Aim of the exercise | Line by line, retype the whole listing exactly.

Data records |
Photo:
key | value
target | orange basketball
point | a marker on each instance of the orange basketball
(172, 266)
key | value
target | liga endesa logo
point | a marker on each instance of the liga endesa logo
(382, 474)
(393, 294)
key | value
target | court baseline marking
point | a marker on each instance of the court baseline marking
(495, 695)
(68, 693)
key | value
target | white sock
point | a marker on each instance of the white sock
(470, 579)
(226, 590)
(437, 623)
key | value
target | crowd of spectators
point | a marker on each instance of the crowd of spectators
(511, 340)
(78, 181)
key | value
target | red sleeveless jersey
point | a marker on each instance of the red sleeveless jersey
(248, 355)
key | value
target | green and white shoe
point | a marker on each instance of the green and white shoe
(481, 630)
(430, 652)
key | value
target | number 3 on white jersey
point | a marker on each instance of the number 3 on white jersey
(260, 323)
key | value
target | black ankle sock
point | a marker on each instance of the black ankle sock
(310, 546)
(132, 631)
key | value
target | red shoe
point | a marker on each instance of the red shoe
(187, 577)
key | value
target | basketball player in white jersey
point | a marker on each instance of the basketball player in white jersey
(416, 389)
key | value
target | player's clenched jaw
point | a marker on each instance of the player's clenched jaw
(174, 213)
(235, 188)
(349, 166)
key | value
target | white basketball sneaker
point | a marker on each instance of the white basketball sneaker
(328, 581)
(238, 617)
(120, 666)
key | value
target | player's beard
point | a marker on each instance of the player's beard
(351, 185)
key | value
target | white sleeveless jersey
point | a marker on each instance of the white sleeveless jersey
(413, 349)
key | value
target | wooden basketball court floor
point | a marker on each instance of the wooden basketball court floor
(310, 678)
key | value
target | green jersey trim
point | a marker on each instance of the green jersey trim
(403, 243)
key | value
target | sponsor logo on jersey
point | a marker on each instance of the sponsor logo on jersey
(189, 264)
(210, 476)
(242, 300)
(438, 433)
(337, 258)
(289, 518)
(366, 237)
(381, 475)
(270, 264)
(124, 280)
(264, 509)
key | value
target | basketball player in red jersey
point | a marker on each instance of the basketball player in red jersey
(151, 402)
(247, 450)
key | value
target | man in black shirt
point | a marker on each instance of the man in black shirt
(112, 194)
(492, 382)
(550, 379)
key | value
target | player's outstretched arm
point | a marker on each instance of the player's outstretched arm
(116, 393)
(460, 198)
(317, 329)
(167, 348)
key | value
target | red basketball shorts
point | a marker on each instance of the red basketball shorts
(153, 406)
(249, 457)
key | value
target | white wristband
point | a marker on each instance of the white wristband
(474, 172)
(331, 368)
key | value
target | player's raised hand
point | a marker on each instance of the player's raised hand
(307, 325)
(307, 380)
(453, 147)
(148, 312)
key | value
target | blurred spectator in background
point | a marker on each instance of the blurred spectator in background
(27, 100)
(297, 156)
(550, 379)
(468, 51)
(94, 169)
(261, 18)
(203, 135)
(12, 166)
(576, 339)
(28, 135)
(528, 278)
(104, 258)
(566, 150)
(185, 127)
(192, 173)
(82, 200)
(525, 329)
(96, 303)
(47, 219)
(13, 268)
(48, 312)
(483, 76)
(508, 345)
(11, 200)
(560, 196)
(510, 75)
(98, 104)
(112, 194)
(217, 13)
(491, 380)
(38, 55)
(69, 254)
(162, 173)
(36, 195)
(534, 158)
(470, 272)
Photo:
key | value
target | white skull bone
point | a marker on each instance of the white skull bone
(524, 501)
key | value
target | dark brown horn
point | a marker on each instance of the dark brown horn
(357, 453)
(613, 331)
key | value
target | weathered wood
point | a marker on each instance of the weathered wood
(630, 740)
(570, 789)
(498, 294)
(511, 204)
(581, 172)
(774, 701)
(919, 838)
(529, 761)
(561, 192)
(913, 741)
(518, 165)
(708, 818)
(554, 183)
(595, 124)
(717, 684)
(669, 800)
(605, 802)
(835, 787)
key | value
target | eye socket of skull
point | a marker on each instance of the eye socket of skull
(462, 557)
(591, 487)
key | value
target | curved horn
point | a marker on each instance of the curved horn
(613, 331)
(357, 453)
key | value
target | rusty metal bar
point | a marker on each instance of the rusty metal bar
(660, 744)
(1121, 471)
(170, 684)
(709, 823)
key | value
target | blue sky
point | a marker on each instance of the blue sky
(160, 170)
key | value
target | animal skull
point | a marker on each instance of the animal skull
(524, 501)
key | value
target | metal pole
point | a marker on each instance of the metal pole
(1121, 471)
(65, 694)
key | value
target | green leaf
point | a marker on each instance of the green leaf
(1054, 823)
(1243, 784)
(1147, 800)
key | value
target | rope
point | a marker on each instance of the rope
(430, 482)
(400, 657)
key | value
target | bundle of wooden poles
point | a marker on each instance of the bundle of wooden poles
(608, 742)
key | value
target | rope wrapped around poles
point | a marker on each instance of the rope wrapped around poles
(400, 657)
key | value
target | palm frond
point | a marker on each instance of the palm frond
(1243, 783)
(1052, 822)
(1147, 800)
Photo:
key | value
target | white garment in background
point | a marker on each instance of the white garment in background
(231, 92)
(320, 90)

Answer box |
Photo:
key | value
target | orange basketball
point | a marker on each instance of the orange basketball
(172, 266)
key | value
target | liga endesa logo
point | a marker on each instance of the liga endesa logo
(382, 474)
(393, 294)
key | value
target | court baseline marking
point | a marker on each instance of the court baseline marking
(495, 695)
(68, 693)
key | value
target | white sock
point | a marker on each instance of the white sock
(470, 579)
(226, 590)
(437, 623)
key | value
target | crowd of spectators
point | a marker on each instance of the crowd of spectators
(511, 340)
(78, 181)
key | value
target | red sleeveless jersey
point | a marker on each instance of the red sleeveless jersey
(248, 355)
key | value
target | green and white shoe
point | a marker on each instance of the green and white shoe
(481, 630)
(430, 652)
key | value
target | number 3 on white jersey
point | a marker on each instance of the number 3 on white jersey
(260, 323)
key | value
target | black ankle sock
point | a marker on each instance of the black ankle sock
(310, 546)
(132, 631)
key | value
target | red shoe
point | a marker on each instance of the red shoe
(187, 577)
key | value
target | basketball player in white jersey
point | a marker on each instance of the basketball player in white jersey
(416, 389)
key | value
target | player's clenched jaw
point | a marker on each instance of the player's clenched jaw
(174, 213)
(235, 188)
(349, 166)
key | value
target | white basketball sneaker
point | a marker on each instance of the white basketball sneaker
(328, 581)
(238, 617)
(120, 666)
key | value
target | player's beard
point | a marker on each instance of the player's beard
(351, 185)
key | value
target | white sleeveless jersey
point | a marker on each instance of the white sleeveless jersey
(413, 349)
key | value
target | wooden basketball court floor
point | a marker on each instance of the wooden basketball court floor
(310, 678)
key | value
target | green jersey trim
point | a marker on each instance of the green jersey trim
(403, 243)
key | value
target | sponsor logo on jersey
point | a marker on each instance of the sponsor logo on jersey
(189, 264)
(210, 476)
(242, 300)
(438, 433)
(337, 258)
(289, 518)
(366, 237)
(381, 475)
(270, 264)
(124, 280)
(264, 509)
key | value
target | basketball player in red jersey
point | a marker on each instance of the basketball player in red jersey
(151, 402)
(247, 450)
key | value
target | man in black shirt
point | a marker on each instance of the man in black shirt
(112, 194)
(492, 382)
(550, 379)
key | value
target | player's outstretched arm
point | a marker on each instance of the player's outstretched arm
(116, 393)
(460, 198)
(317, 329)
(167, 348)
key | value
target | red basketball shorts
point | a marker on each instance of the red basketball shorts
(153, 406)
(249, 457)
key | value
target | white wristband
point | a marker on each instance of the white wristband
(474, 172)
(331, 368)
key | value
target | player's raised hand
point | a marker on each instance of the player's raised hand
(307, 325)
(307, 380)
(453, 147)
(148, 312)
key | value
target | blurred spectator in background
point | a marker on each instance of the blurred spectator in background
(27, 100)
(297, 156)
(550, 379)
(468, 51)
(94, 169)
(261, 18)
(203, 135)
(12, 166)
(576, 339)
(28, 135)
(528, 278)
(104, 258)
(566, 150)
(185, 127)
(192, 173)
(82, 200)
(525, 329)
(96, 303)
(47, 219)
(13, 268)
(48, 312)
(483, 76)
(508, 345)
(11, 200)
(560, 196)
(510, 75)
(98, 104)
(112, 194)
(217, 13)
(491, 380)
(38, 55)
(69, 254)
(162, 173)
(36, 195)
(534, 158)
(470, 272)
Photo:
key | value
target | white skull bone
point | a marker on each instance of the white skull bone
(524, 501)
key | value
target | dark brown horn
point | a marker on each instance of the dark brown horn
(357, 453)
(613, 331)
key | value
target | weathered wood
point | a marker on each instance of the weathered wood
(630, 740)
(570, 789)
(498, 294)
(511, 204)
(581, 172)
(774, 701)
(919, 838)
(529, 761)
(561, 192)
(913, 741)
(518, 165)
(708, 818)
(554, 183)
(595, 124)
(717, 684)
(669, 800)
(605, 802)
(835, 787)
key | value
target | eye socket of skull
point | a marker on each instance of the eye socket of skull
(462, 557)
(591, 487)
key | value
target | curved horn
point | a marker on each instance of the curved horn
(613, 331)
(357, 453)
key | value
target | rusty metal bar
point | a marker on each instance of the rusty metal bar
(660, 744)
(1121, 471)
(170, 684)
(709, 823)
key | value
target | blue sky
point | a marker on each instance of the blue sky
(160, 170)
key | value
target | animal skull
point | a marker on each instance of the animal skull
(524, 501)
key | value
target | metal pole
point | a marker on each instance of the metal pole
(1121, 471)
(65, 694)
key | value
target | green leaf
point | a marker on each instance of the green leaf
(1054, 823)
(1243, 784)
(1147, 800)
key | value
target | rope
point | a marker on each instance of the rope
(430, 482)
(400, 657)
key | value
target | bundle of wooden poles
point | a marker on each instance of the bundle of wooden poles
(608, 742)
key | value
target | rope wrapped around poles
point | a marker on each instance of the rope wrapped around poles
(400, 657)
key | value
target | palm frond
point | a marker on each instance of the palm frond
(1243, 783)
(1052, 822)
(1147, 800)
Photo:
key | value
target | white garment in background
point | a marker on each instance of the white garment in background
(231, 92)
(320, 90)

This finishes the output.